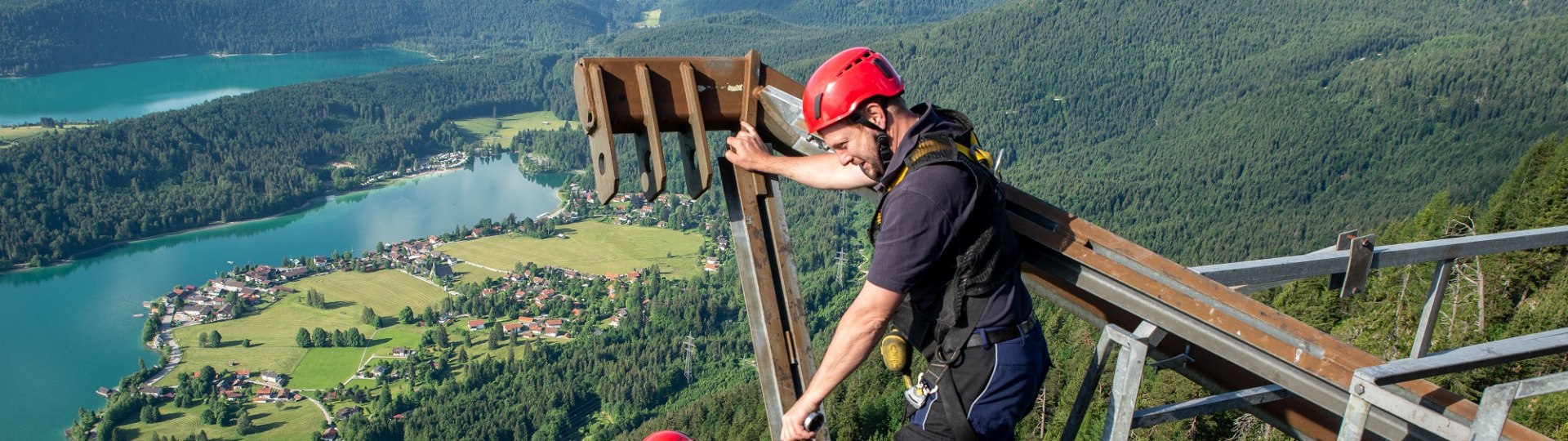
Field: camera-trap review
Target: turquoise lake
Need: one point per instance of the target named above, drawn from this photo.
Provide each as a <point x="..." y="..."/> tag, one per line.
<point x="140" y="88"/>
<point x="73" y="327"/>
<point x="76" y="319"/>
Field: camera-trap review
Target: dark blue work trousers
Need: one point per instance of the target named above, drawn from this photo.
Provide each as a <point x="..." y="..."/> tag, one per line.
<point x="998" y="385"/>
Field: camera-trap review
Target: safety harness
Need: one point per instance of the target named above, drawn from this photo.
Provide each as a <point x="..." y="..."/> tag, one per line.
<point x="976" y="253"/>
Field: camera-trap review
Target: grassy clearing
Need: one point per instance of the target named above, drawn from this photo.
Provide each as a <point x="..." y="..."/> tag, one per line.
<point x="386" y="291"/>
<point x="395" y="336"/>
<point x="325" y="368"/>
<point x="502" y="129"/>
<point x="291" y="421"/>
<point x="591" y="247"/>
<point x="272" y="330"/>
<point x="651" y="18"/>
<point x="10" y="136"/>
<point x="470" y="274"/>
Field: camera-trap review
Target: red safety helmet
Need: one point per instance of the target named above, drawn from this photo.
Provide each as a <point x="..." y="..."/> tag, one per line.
<point x="666" y="435"/>
<point x="845" y="80"/>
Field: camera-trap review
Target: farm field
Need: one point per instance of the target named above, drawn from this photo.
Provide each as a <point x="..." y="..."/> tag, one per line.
<point x="325" y="368"/>
<point x="10" y="136"/>
<point x="386" y="291"/>
<point x="274" y="328"/>
<point x="470" y="274"/>
<point x="504" y="127"/>
<point x="651" y="18"/>
<point x="590" y="247"/>
<point x="394" y="336"/>
<point x="289" y="421"/>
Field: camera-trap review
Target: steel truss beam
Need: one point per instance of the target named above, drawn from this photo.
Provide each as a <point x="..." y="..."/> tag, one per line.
<point x="1235" y="341"/>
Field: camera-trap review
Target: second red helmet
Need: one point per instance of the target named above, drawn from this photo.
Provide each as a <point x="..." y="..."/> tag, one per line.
<point x="844" y="82"/>
<point x="666" y="435"/>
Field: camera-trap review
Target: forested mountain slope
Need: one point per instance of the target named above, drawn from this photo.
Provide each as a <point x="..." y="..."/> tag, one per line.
<point x="1218" y="131"/>
<point x="54" y="35"/>
<point x="1489" y="299"/>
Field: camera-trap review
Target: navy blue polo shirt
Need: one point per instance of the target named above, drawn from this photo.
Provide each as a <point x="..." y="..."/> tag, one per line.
<point x="920" y="217"/>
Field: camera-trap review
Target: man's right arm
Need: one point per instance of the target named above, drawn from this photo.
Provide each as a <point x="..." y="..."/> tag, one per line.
<point x="819" y="172"/>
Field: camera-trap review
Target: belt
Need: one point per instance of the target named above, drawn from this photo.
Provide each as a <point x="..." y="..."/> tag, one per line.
<point x="1000" y="333"/>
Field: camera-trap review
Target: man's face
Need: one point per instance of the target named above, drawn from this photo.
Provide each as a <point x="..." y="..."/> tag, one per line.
<point x="855" y="145"/>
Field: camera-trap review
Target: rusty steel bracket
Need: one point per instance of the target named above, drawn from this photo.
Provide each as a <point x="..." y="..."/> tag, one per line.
<point x="1358" y="267"/>
<point x="649" y="96"/>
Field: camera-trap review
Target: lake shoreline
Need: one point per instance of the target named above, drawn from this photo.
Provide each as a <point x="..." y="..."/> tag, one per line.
<point x="308" y="204"/>
<point x="211" y="54"/>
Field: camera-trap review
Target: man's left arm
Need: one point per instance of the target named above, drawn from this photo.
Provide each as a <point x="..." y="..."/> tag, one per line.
<point x="855" y="338"/>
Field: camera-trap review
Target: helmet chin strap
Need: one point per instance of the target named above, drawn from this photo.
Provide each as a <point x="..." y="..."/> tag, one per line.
<point x="883" y="143"/>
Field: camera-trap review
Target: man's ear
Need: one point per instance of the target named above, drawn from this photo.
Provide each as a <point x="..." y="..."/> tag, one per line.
<point x="875" y="114"/>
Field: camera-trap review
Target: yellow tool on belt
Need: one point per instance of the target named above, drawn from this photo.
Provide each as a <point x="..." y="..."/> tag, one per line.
<point x="896" y="355"/>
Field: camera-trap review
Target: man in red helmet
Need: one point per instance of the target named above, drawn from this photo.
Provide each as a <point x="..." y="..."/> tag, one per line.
<point x="944" y="265"/>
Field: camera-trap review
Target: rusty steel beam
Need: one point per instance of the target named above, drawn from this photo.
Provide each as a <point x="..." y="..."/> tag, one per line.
<point x="1236" y="342"/>
<point x="649" y="96"/>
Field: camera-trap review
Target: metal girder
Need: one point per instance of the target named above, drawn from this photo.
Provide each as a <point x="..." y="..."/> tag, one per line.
<point x="1125" y="386"/>
<point x="1208" y="405"/>
<point x="1329" y="262"/>
<point x="1236" y="342"/>
<point x="1467" y="359"/>
<point x="1429" y="313"/>
<point x="648" y="96"/>
<point x="1496" y="402"/>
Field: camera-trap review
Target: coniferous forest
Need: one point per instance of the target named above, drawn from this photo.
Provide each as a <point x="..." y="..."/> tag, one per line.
<point x="1208" y="132"/>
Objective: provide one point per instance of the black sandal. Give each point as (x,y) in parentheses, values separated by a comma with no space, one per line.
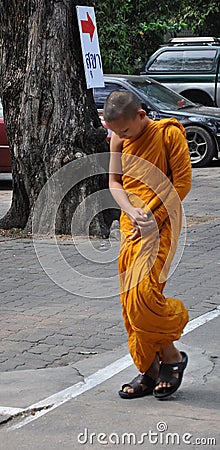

- _SHORT EXERCISE_
List each line of the rows above that contains the word "blue". Case counts.

- _TASK SOLUTION_
Target: dark blue work trousers
Target: navy blue polo shirt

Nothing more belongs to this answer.